Records contained in a dataset
───
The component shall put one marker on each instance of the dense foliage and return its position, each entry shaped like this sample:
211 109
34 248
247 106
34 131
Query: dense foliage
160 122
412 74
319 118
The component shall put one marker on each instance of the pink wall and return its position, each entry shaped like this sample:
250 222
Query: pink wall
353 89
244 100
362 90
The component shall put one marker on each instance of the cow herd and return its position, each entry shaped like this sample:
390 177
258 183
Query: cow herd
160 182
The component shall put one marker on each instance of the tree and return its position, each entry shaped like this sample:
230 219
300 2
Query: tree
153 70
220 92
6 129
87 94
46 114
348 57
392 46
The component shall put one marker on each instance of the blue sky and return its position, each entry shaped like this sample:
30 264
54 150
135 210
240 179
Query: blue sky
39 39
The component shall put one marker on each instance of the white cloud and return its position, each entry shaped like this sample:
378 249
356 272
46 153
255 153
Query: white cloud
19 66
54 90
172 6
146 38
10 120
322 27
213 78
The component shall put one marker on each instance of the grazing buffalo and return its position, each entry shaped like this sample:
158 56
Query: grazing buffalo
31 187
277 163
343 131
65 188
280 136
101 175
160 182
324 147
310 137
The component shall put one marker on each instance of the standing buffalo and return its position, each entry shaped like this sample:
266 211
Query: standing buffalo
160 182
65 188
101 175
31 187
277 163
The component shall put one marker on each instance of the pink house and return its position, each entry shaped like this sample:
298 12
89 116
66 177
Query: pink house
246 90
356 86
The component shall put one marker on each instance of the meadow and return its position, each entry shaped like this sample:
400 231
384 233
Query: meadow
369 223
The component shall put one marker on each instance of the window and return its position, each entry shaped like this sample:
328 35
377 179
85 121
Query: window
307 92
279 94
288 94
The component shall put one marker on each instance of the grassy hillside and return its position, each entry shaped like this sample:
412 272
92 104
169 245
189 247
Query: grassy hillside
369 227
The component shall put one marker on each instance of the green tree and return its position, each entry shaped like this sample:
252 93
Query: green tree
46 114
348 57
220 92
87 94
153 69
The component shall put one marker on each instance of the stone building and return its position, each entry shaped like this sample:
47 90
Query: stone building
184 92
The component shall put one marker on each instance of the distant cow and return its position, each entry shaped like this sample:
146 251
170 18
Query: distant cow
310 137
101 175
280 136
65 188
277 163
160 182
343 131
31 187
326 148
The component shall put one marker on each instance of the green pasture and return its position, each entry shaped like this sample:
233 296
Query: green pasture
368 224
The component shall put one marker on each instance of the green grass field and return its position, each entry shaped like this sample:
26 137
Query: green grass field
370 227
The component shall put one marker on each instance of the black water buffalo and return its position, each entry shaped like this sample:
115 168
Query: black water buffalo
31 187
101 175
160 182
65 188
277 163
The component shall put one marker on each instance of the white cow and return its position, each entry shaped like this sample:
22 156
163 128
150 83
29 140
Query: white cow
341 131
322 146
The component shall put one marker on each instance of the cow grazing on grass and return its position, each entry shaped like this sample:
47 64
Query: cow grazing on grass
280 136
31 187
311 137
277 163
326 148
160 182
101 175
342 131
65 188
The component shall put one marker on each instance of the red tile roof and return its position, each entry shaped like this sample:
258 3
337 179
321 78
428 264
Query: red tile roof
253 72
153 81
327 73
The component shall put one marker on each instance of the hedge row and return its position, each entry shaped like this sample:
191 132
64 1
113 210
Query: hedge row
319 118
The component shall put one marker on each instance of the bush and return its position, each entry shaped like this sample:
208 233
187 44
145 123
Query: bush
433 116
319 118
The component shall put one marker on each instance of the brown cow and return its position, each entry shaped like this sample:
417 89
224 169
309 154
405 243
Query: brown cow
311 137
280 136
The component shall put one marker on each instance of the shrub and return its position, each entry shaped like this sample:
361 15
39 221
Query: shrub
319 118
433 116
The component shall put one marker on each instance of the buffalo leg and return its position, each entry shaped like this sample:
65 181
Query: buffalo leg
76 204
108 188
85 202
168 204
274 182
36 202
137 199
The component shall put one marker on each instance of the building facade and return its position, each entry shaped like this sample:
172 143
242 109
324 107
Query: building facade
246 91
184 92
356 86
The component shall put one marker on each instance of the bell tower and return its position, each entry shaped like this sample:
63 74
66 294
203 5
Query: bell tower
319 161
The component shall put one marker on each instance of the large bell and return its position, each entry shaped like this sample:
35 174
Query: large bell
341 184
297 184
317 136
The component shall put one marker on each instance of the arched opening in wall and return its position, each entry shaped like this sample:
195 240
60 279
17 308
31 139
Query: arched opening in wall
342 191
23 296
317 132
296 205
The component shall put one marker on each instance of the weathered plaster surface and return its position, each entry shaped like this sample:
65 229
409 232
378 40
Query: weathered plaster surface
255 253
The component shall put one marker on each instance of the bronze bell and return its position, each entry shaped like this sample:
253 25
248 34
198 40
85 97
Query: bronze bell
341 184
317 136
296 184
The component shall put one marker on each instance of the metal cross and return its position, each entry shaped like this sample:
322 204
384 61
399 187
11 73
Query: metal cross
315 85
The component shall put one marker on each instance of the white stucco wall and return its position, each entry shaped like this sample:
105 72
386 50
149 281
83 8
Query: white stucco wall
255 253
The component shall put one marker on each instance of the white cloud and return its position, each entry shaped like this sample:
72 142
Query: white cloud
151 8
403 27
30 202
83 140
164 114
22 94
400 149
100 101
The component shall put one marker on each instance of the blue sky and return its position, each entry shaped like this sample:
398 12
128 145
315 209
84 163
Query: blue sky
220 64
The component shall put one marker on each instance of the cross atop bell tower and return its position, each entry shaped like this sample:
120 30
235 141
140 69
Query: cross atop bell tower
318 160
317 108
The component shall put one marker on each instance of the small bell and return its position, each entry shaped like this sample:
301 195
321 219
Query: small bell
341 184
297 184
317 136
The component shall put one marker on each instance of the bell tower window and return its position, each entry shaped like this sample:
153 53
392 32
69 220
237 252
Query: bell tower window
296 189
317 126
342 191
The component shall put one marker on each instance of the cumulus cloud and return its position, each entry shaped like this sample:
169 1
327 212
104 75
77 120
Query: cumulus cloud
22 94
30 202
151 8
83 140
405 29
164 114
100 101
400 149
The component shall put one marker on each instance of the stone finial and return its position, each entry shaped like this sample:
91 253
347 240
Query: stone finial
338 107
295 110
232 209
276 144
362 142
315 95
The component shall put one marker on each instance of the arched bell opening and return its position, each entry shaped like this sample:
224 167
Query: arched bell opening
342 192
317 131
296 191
───
*What is expected:* Reproduce every line above without error.

*Solution to the problem:*
The component shall put one marker on each instance of the dense foliage and return its position, each entry shaped like this sample:
211 109
34 248
247 106
34 131
Query: dense foliage
160 122
412 74
319 118
The component shall put one marker on each instance of the pink wall and return its position, each entry shaped like this sample:
250 222
Query: pink wall
353 89
244 100
362 90
The component shall put one marker on each instance of the cow herd and return its position, each entry shaped like this sample:
390 177
258 183
Query: cow herd
160 182
The component shall put one marker on each instance of the tree and return its position, each entry shaped like this sample:
230 219
300 2
Query: tree
153 70
220 92
6 129
87 94
46 114
348 57
392 46
The component shall put one marker on each instance of the blue sky and return its position, each entry shaped like this sample:
30 264
54 150
135 210
240 179
Query: blue sky
39 39
The component shall put one marker on each instance of the white cloud and return its position, each entry shaped like this sample:
378 249
356 272
46 153
255 153
Query: white cloud
19 66
54 90
172 6
146 38
10 120
322 27
213 78
The component shall put one marker on each instance of the grazing buffalo and return its position, each entry shaped like this sample:
158 56
Query: grazing buffalo
31 187
277 163
343 131
65 188
280 136
101 175
160 182
324 147
310 137
The component shall put one marker on each instance of the standing buffalo and return its position, each entry shaped like this sample:
266 211
Query: standing buffalo
160 182
65 188
101 175
31 187
277 163
The component shall put one marker on each instance of the pink house and return its position, each entry shaped like this sample:
298 12
89 116
66 177
Query: pink house
246 90
356 86
The component shall put one marker on each instance of the meadow and return its position, each entry shaped like this sample:
400 231
384 233
Query: meadow
369 223
The component shall put one marker on each instance of the window and return its position, each entry shaped like this sample:
328 35
377 179
85 121
Query: window
307 92
279 94
288 94
The component shall put one marker on each instance of the grassy hillside and return its position, each entry shaped like this sample:
412 272
92 104
169 245
189 247
Query: grassy hillside
369 227
The component shall put one marker on each instance of the green tree and return its position, each entry shaped like this sample:
252 93
Query: green tree
46 114
348 57
220 92
87 94
153 69
The component shall put one marker on each instance of the stone building and return its position, each entry shaped like this sample:
47 90
Query: stone building
184 92
The component shall put one marker on each instance of the distant cow and return its position, each entry shaped like this sample:
146 251
170 18
Query: distant cow
310 137
101 175
280 136
65 188
277 163
160 182
343 131
31 187
326 148
The component shall put one marker on each instance of the green pasture and return its position, each entry shaped like this sample:
233 296
Query: green pasture
368 224
The component shall put one marker on each instance of the green grass field and return its position, each entry shaped like this sample:
26 137
Query: green grass field
370 227
The component shall put one marker on each instance of the black water buffalo and return its position, each entry shaped like this sample:
115 168
Query: black water buffalo
31 187
101 175
160 182
65 188
277 163
The component shall put one marker on each instance of the white cow and return its position, each entry shaped like this sample:
22 156
163 128
150 83
29 140
Query: white cow
341 131
322 146
The component shall put one marker on each instance of the cow grazing on grass and return its position, each entry shaped like this sample:
47 64
Query: cow grazing on grass
280 136
31 187
311 137
277 163
326 148
160 182
101 175
342 131
65 188
The component shall put one marker on each instance of the red tile roof and return its position, each entry shaped like this sample:
258 3
337 179
321 78
428 264
Query: red tile roof
253 72
153 81
327 73
The component shall put one marker on each instance of the hedge row and return its position, each entry shaped like this sample:
191 132
64 1
113 210
Query: hedge row
319 118
The component shall put one marker on each instance of the bush and return its position, each entry shaped like this sample:
208 233
187 44
145 123
Query: bush
433 116
319 118
The component shall put one marker on each instance of the brown cow and return its position, each entry shaped like this sample:
417 89
224 169
309 154
405 243
Query: brown cow
311 137
280 136
The component shall put one marker on each instance of the shrub and return its position, each entry shaped like this sample:
361 15
39 221
Query: shrub
319 118
433 116
The component shall put one marker on each instance of the buffalo leg and return its position, each entry shaped like this sample:
65 181
Query: buffalo leg
76 204
108 188
85 202
168 204
274 182
36 202
137 199
The component shall put one marker on each instance of the building facade and return its position, each entry shaped like this sample:
172 143
242 109
324 107
Query: building facade
246 91
184 92
356 86
The component shall put one marker on each instance of the bell tower and return its position, each entry shaped like this sample:
63 74
66 294
203 5
Query: bell tower
319 161
The component shall put one marker on each instance of the large bell and return its position, each entry shaped like this sample:
35 174
Query: large bell
341 184
297 184
317 136
The component shall put one marker on each instance of the arched opening in wall and return its position, each entry shaped like this sample:
195 240
60 279
17 308
31 139
Query: arched opening in wall
342 191
23 296
317 132
296 205
The component shall put one marker on each instance of the weathered plaster surface and return its position, each entry shaped like this sample:
65 229
409 232
378 40
Query: weathered plaster surface
255 253
The component shall put one marker on each instance of the bronze bell and return its position, each entry shaped like this sample:
253 25
248 34
198 40
85 97
Query: bronze bell
341 184
317 136
296 184
The component shall put one marker on each instance of the metal cross and return its position, each entry shaped like this sample:
322 204
384 61
399 187
11 73
Query: metal cross
315 85
The component shall put one marker on each instance of the white stucco wall and return its position, each entry shaped like this sample:
105 72
386 50
149 281
83 8
Query: white stucco wall
255 253
The component shall put one marker on each instance of the white cloud and return its position, each entry shaped like this sample:
72 142
Query: white cloud
151 8
403 27
30 202
83 140
164 114
22 94
400 149
100 101
The component shall put one marker on each instance of the blue sky and return its position, each entry shaped like this sample:
398 12
128 145
315 209
84 163
Query: blue sky
220 64
The component shall put one marker on each instance of the cross atop bell tower and return its position, each entry shaped like this sample:
120 30
235 141
140 69
Query: cross atop bell tower
318 160
317 108
The component shall put one marker on each instance of the small bell and return its position, each entry shaped like this sample:
301 195
321 219
Query: small bell
341 184
297 184
317 136
The component shall put one marker on each instance of the bell tower window and return its position, each entry shaped like this sample:
153 53
392 32
69 220
237 252
Query: bell tower window
296 189
317 126
342 191
The component shall put one marker on each instance of the cumulus cloud and return its position, each entry shaped like this sample:
169 1
327 212
104 75
77 120
Query: cumulus cloud
22 94
30 202
151 8
83 140
405 29
164 114
100 101
400 149
The component shall put one marker on each instance of the stone finial and return its position, each entry shaped like this sample:
91 253
347 240
Query: stone finial
338 107
295 110
232 209
276 144
362 142
315 95
The component shall put one marker on each instance of the arched bell opening and return its position, each entry shaped like this sample:
224 167
Query: arched bell opening
342 192
317 131
296 191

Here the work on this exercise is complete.